━━ Exercise material

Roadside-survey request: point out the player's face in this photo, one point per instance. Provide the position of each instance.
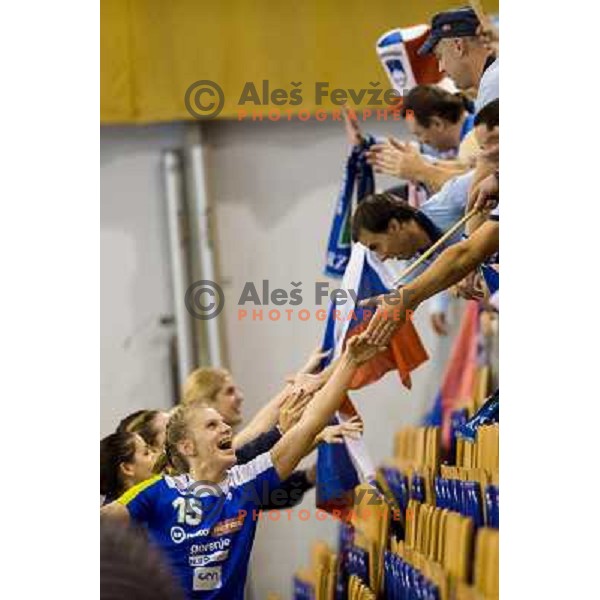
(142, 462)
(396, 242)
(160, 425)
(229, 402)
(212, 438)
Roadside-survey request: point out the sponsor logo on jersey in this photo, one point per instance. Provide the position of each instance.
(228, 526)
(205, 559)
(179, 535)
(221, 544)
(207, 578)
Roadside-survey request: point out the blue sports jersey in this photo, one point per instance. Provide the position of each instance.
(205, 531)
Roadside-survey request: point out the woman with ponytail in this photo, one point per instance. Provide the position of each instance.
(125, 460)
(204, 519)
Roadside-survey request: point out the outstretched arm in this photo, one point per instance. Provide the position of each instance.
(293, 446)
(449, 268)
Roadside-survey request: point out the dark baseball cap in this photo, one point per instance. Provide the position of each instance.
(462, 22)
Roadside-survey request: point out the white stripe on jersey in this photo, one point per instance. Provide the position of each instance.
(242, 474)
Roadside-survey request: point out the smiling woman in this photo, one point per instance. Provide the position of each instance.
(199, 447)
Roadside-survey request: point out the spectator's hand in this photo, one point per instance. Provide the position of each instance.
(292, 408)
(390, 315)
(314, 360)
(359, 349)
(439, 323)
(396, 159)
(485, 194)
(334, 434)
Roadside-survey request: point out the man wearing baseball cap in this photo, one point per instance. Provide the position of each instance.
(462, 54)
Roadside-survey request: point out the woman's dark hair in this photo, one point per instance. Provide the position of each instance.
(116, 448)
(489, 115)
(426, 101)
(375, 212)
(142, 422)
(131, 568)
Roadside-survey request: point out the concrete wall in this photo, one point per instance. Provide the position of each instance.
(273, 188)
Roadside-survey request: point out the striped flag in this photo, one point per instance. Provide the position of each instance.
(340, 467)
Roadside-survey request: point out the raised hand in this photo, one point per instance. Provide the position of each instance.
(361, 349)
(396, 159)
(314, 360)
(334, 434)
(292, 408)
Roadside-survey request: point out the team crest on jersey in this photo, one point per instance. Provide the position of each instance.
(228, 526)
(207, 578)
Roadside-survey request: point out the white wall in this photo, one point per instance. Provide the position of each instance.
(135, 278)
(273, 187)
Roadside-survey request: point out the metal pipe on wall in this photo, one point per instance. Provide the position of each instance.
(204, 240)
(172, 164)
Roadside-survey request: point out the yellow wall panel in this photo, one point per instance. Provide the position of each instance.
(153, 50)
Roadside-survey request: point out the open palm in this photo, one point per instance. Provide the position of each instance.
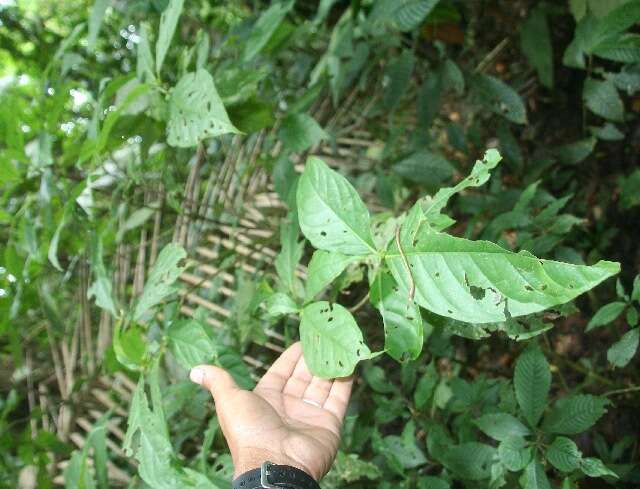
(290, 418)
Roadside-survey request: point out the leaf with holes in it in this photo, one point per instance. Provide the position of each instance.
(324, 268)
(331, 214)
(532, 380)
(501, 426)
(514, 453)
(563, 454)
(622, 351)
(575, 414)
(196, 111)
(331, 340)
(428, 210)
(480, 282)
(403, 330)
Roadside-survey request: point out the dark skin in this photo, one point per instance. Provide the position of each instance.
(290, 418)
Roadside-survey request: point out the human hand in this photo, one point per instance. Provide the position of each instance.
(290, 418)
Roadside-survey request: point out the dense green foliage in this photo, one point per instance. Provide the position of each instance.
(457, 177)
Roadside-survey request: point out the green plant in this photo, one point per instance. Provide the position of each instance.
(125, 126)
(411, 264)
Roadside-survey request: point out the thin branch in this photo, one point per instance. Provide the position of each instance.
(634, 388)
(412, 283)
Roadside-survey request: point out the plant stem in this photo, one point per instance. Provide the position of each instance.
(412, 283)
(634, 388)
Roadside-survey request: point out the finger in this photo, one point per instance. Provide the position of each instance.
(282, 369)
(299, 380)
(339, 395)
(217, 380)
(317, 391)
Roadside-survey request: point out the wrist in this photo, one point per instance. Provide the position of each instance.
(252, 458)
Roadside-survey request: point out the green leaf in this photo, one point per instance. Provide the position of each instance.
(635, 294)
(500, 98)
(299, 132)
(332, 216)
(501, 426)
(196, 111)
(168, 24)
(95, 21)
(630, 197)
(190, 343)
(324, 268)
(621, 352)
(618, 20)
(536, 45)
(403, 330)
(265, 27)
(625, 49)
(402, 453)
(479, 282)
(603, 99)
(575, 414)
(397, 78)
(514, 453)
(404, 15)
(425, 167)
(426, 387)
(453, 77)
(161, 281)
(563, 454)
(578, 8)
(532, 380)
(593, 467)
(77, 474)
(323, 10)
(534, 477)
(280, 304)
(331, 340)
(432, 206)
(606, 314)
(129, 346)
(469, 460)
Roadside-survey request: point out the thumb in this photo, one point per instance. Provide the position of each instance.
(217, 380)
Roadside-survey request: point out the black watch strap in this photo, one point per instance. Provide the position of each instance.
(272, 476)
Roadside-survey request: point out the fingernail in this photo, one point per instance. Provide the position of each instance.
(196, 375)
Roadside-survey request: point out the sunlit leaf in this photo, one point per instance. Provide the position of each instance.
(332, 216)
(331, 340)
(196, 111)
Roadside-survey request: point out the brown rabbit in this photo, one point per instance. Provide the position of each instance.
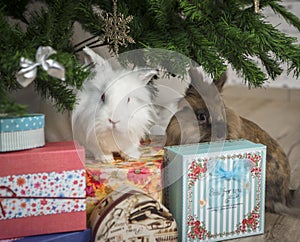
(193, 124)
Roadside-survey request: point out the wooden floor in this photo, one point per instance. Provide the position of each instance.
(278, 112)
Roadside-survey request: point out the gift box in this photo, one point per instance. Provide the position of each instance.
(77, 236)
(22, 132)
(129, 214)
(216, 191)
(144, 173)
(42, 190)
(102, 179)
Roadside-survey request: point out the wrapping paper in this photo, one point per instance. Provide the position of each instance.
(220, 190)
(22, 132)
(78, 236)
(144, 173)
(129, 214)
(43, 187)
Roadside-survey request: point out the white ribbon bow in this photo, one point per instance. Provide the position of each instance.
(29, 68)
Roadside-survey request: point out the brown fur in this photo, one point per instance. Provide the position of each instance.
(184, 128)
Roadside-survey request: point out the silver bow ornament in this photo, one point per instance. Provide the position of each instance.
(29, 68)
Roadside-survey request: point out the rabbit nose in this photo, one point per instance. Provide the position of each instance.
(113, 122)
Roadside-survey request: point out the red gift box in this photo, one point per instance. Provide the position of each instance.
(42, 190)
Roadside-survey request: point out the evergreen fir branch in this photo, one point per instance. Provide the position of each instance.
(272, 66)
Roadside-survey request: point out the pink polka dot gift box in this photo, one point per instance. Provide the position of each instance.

━━━━

Problem: The answer must be an exact copy of the records, with no images in it.

Your response:
Roadside-survey request: point out the player's face in this photo, one point per instance. Provide the position of each instance.
(142, 462)
(396, 242)
(160, 425)
(229, 402)
(212, 438)
Roadside-survey request: point out the sponsor logo on jersey in this photo, one point per instance. Provide the position of each instance.
(228, 526)
(205, 559)
(179, 535)
(221, 544)
(207, 578)
Roadside-survey request: point out the blue sports jersey in this photo, one point per instance. Provide the position of each instance.
(205, 531)
Roadside-survey request: point out the woman with ponytail in this photo, one point per instance. Provide the position of each instance.
(125, 460)
(204, 519)
Roadside-survey request: point out the outstretched arm in this photo, one point per instance. Provide the position of each instance.
(293, 446)
(449, 268)
Roadside-survey request: point out the dark baseball cap in this photo, one point per instance. Provide the position of each instance.
(462, 22)
Roadside-survey request: point out the white stripe on jersey in this photo, one point per instance. Provide the position of each instance.
(242, 474)
Roadside-survey request: point out the smiling woman in this photo, one point per instance. Provide the position of each instance.
(199, 447)
Roadside-survey request: point out the spectator's hand in this photo, one point per instance. Provide the position of each instance.
(292, 408)
(390, 315)
(314, 360)
(359, 349)
(439, 323)
(396, 159)
(485, 194)
(334, 434)
Roadside-survey request: point out the man wearing baseball cap in this photo, one point per instance. Provide the position of each instance.
(462, 54)
Roadside-survey request: point out the woman's dark hair in this photo, one point per instance. Provide the position of each instance.
(116, 448)
(489, 115)
(426, 101)
(375, 212)
(142, 422)
(131, 568)
Roadside-survey request: point out the concrete wall in this photo, one point per instance. Provide the position of each instance.
(273, 188)
Roadside-survey request: point out the striped flag in this photo, one point per instance. Provide the position of each instance.
(340, 467)
Roadside-survey request: point out the raised hand in this photo, one point per instance. Provide the position of each instance.
(361, 349)
(396, 159)
(314, 360)
(334, 434)
(292, 408)
Roadside-survey request: point out the team crest on jersey in this photo, one point per instance. Provide the position of each instance.
(228, 526)
(207, 578)
Roadside-survey request: point out the white wall in this photo, one point per instance. Provide the position of each instance.
(135, 278)
(273, 187)
Roadside-survey request: point out the metal pipe on wall in this photo, one point per instance. Provide the position of each instance.
(204, 240)
(172, 164)
Roadside-survey request: point out the yellow wall panel in this photo, one point per instance. Provide the position of each instance.
(153, 50)
Roadside-survey request: point out the open palm in this photo, one point per instance. Provide the position of each instance.
(290, 418)
Roadside-survey request: point out the leaf with holes in it in this photo, one point per instance. Provide the position of each instance.
(324, 268)
(331, 214)
(532, 380)
(501, 426)
(514, 453)
(563, 454)
(622, 351)
(575, 414)
(196, 111)
(331, 340)
(428, 210)
(480, 282)
(403, 330)
Roadside-survey request: point out the dark skin in this photo, one point per instance. Provide the position of each instance.
(290, 418)
Roadside-survey request: point out the human hand in this photo, one point per instance. Provide the position of each instance.
(290, 418)
Roadside-survey request: point out the dense green foliage in this photo, one point per instance. Provide the position of each instance.
(457, 177)
Roadside-survey request: point out the green plant in this photo, one point per instance. Provide the position of each instance.
(125, 126)
(411, 264)
Roadside-survey request: point out the thin branch in this photo, one point per instance. Provide the position of each instance.
(634, 388)
(412, 283)
Roadside-survey request: point out the plant stem in this photo, one point per instance. Provide the position of each instance.
(412, 283)
(634, 388)
Roadside-survey request: point out the finger in this photo, one point per instance. Provide the position of each instance.
(282, 369)
(299, 380)
(339, 395)
(217, 380)
(317, 391)
Roadside-survey request: point out the wrist in this photo, one point per instance. Provide the position of each instance.
(252, 458)
Roadside-survey request: point out the green leaf in this photo, one point per instance. Provide the position of each instance.
(635, 294)
(500, 98)
(299, 132)
(332, 216)
(501, 426)
(196, 111)
(168, 24)
(95, 21)
(630, 197)
(190, 343)
(324, 268)
(621, 352)
(618, 20)
(536, 45)
(403, 330)
(265, 27)
(625, 49)
(402, 453)
(479, 282)
(603, 99)
(575, 414)
(397, 78)
(514, 453)
(404, 15)
(425, 167)
(426, 387)
(453, 77)
(161, 281)
(563, 454)
(578, 8)
(532, 380)
(593, 467)
(77, 474)
(323, 10)
(534, 477)
(280, 304)
(331, 340)
(432, 206)
(606, 314)
(129, 346)
(469, 460)
Roadside-survey request: point out the thumb in this photo, one point per instance. Provide the position of each instance.
(217, 380)
Roadside-survey request: point out the black watch strap in this photo, one point per instance. Provide the position of each instance.
(272, 476)
Roadside-survey request: point out the fingernail in this photo, one point per instance. Provide the position of each instance.
(196, 375)
Roadside-survey request: point out the sunlit leaf in this photo, one point per instance. Provide the position of each instance.
(332, 216)
(331, 340)
(196, 111)
Roadside-survey request: point out the brown rabbit in this photo, one point per instance. Provide the position of each instance.
(193, 124)
Roadside-survey request: point out the wooden floor in this photo, one point per instance. Provide the position of each instance.
(278, 112)
Roadside-survey request: point out the gift box in this photo, one point per instance. Provide the position of each instance.
(77, 236)
(22, 132)
(129, 214)
(216, 191)
(144, 173)
(42, 190)
(102, 179)
Roadside-survey request: point out the wrapping paper in this photo, one point per instance. Provide the position of each instance.
(220, 190)
(22, 132)
(78, 236)
(144, 173)
(129, 214)
(43, 187)
Roadside-survey request: point out the white ribbon bow in this photo, one point per instance. Provide the position of each instance.
(29, 68)
Roadside-survey request: point out the brown fur in this photo, one point per instance. Provide the position of each instance.
(184, 128)
Roadside-survey request: point out the silver bow ornament in this photo, one point per instance. Provide the position of each instance.
(29, 68)
Roadside-survey request: point out the rabbit nose in this photo, one point per instance. Provide the position of each instance.
(113, 122)
Roadside-survey request: point out the red gift box in this photo, one point per instance. Provide the position of each instance.
(42, 190)
Roadside-survey request: point out the evergreen fir branch in this photo, one point per instance. Provide the position of each instance.
(272, 66)
Roadside-survey request: point out the pink polka dot gift box in this photo, one point per instance. Provide the position of each instance.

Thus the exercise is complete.